EXERCISE: In the text on media treatment of the Court and Congress, which publication called the 112th Congress "clowns"?

SELECTED EXCERPT:
● ● ● ● ● ● ●

The lack of explicitly provided constitutional review is no small matter. In other countries powers of constitutional review for high courts or constitutional courts are clearly expressed. 14 The US Constitution fails in this regard; 15 hence the need for the judiciary to establish this power in Marbury v. Madison. 16 Nevertheless, if the Court continues to inject itself into the political process (adjudicating the most contentious political issues), fail to protect minorities, and expand both unchecked governmental power and corporate speech rights, 17 hostility towards the institution will only increase. Without question, the Court should indeed worry about its constitutional future.

I. Off the Hook?

While disparagement of the institution is more widespread, the Court has often received unequal and less severe treatment than the other branches, notably Congress, regarding similar issues. An interesting example can be found in reactions to the productivity of the two branches. Just as it is Congress’s job to pass laws, it is the Court’s job to maintain the uniformity of federal law, which it does by issuing decisions. But the difference in public reaction to the decreasing productivity of the two branches is striking. For instance, near the end of the conspicuously unproductive 112th Congress, The Week put together a list of the most insulting media labels for the governing body, which included: “the most worthless, incompetent, do-nothing gathering of lawmakers in the nation’s history” (The LA Times); 18 “took incompetence to a higher level” (The Daily Beast); 19 “clowns” (The Washington Times); 20 and “least effective and most disliked” (Business Insider). 21 Unsurprisingly, the 113th Congress received similar condemnation, receiving labels such as “worst Congress ever” (The Week); 22 “[t]errible” (The Huffington Post); 23 and “set[] a standard for inertia” (U.S. News and World Report). 24 While depictions such as these are relatively common for the lawmaking body, the Court is not—or at least was not—attuned to such disparagement.

Beginning in the late 1980s, the Court saw a decline in the cases on the plenary docket and in the merits opinions it delivered, a trend which continued into recent years. 25 Yet little hateful or extreme language about the institution emerged. And for those who did criticize the Court, the language was more genteel, as opposed to intolerable of the institution. A 2009 New York Times article used the phrases “not operating at peak capacity” and “not an active enough participant in a dialogue with the lower courts.” 26 A 2013 Washington Post piece even described the Court as “busy looking for cases—but finding fewer than usual.” 27 Those phrases are a far cry from the demonstrative “Congress is useless” rhetoric seen above, most of which came from reputable news sources.

● ● ● ● ● ● ●

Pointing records
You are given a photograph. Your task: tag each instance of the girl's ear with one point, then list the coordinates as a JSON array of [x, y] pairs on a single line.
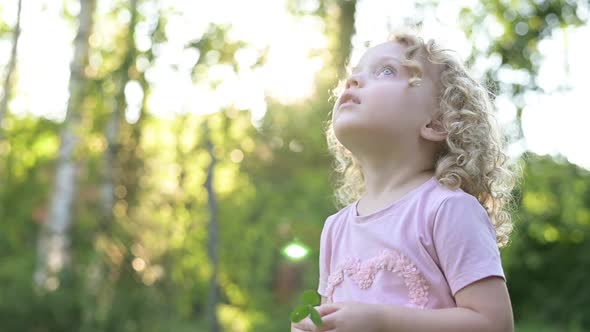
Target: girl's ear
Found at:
[[433, 131]]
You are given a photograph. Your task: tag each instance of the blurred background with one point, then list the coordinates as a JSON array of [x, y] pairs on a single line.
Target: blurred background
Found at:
[[163, 165]]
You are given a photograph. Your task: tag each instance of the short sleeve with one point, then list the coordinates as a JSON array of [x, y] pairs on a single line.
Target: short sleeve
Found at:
[[325, 254], [465, 242]]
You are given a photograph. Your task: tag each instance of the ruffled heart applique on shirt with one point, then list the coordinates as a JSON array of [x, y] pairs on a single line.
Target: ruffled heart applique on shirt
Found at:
[[363, 274]]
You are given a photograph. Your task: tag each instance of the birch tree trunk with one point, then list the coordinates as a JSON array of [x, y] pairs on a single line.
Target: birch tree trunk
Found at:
[[11, 66], [53, 251], [212, 236]]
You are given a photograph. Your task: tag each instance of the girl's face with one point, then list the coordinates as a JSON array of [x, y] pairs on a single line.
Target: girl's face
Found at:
[[379, 109]]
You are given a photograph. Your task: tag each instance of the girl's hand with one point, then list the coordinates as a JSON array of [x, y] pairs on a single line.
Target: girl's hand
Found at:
[[345, 317]]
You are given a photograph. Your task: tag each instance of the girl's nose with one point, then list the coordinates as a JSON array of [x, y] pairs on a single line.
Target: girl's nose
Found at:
[[354, 80]]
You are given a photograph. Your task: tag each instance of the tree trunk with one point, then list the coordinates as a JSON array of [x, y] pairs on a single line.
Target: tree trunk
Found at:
[[10, 68], [346, 11], [212, 235], [53, 241]]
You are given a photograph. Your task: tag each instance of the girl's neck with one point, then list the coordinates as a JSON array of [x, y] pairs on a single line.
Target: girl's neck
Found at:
[[388, 181]]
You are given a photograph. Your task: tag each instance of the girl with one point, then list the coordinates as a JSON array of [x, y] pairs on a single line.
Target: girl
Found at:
[[426, 188]]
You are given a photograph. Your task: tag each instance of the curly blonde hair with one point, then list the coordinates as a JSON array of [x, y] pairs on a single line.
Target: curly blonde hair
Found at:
[[471, 158]]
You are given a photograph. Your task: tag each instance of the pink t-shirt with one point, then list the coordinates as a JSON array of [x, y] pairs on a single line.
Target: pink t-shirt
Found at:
[[417, 252]]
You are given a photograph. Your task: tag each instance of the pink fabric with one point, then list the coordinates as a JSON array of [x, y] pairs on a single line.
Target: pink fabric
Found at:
[[417, 252]]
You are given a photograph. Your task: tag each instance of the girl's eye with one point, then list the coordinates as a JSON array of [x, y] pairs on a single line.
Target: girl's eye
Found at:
[[388, 71]]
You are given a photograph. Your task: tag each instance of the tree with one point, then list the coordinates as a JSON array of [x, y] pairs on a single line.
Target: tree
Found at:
[[54, 239]]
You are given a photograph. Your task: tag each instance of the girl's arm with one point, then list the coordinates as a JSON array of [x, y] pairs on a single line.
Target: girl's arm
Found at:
[[481, 306]]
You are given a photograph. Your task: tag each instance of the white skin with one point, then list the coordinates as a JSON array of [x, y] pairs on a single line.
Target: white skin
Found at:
[[391, 129]]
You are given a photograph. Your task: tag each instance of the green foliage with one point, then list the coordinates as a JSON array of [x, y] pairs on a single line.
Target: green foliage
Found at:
[[147, 268], [310, 299]]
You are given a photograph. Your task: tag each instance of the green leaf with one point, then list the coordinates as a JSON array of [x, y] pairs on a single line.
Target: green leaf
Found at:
[[315, 316], [299, 313], [311, 297]]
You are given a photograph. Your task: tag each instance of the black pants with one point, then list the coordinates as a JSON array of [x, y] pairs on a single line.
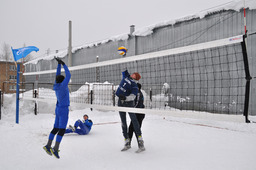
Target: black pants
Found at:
[[140, 118]]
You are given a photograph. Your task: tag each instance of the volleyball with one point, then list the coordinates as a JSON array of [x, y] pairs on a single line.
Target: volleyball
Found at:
[[122, 51]]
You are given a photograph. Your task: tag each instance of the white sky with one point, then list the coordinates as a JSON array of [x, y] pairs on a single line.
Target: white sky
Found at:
[[44, 23]]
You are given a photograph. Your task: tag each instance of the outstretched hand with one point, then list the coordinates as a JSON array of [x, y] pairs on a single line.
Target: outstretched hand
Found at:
[[59, 60]]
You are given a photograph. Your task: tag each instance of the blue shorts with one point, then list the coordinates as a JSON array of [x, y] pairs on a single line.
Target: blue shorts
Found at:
[[61, 117]]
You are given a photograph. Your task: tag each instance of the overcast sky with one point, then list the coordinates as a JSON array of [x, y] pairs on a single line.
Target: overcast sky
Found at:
[[44, 23]]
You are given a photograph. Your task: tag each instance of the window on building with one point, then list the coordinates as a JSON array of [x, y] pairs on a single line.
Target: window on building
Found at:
[[12, 68]]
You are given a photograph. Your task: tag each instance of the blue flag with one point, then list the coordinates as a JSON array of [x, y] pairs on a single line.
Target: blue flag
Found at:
[[23, 52]]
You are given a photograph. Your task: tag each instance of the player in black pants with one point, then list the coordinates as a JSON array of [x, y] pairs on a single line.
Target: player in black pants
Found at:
[[139, 103]]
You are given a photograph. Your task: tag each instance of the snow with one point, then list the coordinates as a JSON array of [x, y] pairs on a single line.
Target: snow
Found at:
[[171, 142], [232, 5]]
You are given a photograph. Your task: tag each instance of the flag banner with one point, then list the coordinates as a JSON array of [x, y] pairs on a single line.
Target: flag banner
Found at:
[[23, 52]]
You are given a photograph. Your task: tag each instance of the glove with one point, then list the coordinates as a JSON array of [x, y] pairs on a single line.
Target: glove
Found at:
[[122, 97], [59, 61]]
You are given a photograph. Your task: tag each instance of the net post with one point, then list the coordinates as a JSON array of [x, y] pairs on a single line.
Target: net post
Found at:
[[0, 104], [150, 97], [91, 98], [35, 96], [114, 97], [17, 93], [248, 79]]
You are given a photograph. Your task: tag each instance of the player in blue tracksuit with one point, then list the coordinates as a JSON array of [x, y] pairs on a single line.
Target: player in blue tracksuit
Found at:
[[82, 127], [62, 109], [126, 93]]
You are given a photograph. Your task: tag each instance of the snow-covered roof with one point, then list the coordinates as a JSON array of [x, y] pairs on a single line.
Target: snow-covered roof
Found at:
[[236, 5]]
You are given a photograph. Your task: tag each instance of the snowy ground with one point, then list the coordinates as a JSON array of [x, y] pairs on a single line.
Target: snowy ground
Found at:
[[172, 143]]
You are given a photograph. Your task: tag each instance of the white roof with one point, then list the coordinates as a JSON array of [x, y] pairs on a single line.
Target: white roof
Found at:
[[233, 5]]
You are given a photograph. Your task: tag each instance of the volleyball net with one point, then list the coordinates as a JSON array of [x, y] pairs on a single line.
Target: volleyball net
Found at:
[[211, 77]]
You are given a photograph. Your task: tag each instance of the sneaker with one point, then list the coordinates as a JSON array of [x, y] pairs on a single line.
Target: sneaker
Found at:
[[141, 144], [72, 128], [47, 150], [55, 153], [127, 144]]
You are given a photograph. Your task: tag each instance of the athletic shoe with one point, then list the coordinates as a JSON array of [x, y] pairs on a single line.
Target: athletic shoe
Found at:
[[72, 128], [47, 150], [55, 153], [127, 144], [141, 143]]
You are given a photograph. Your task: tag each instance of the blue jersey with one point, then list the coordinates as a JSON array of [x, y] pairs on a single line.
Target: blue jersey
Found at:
[[61, 89], [127, 86]]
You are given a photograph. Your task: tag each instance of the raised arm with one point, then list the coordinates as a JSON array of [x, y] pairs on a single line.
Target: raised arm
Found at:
[[68, 75]]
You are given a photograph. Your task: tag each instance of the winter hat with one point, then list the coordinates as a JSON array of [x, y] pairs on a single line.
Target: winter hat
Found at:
[[135, 76], [139, 85], [59, 78]]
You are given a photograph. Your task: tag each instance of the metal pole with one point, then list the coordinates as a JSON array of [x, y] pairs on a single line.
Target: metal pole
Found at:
[[17, 93], [0, 103], [70, 44]]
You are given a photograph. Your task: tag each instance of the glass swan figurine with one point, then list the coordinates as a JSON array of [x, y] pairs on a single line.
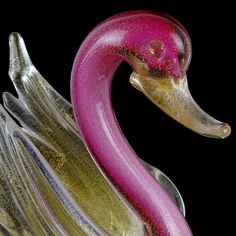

● ● ● ● ● ● ●

EXPECTED OUTPUT: The Washington Times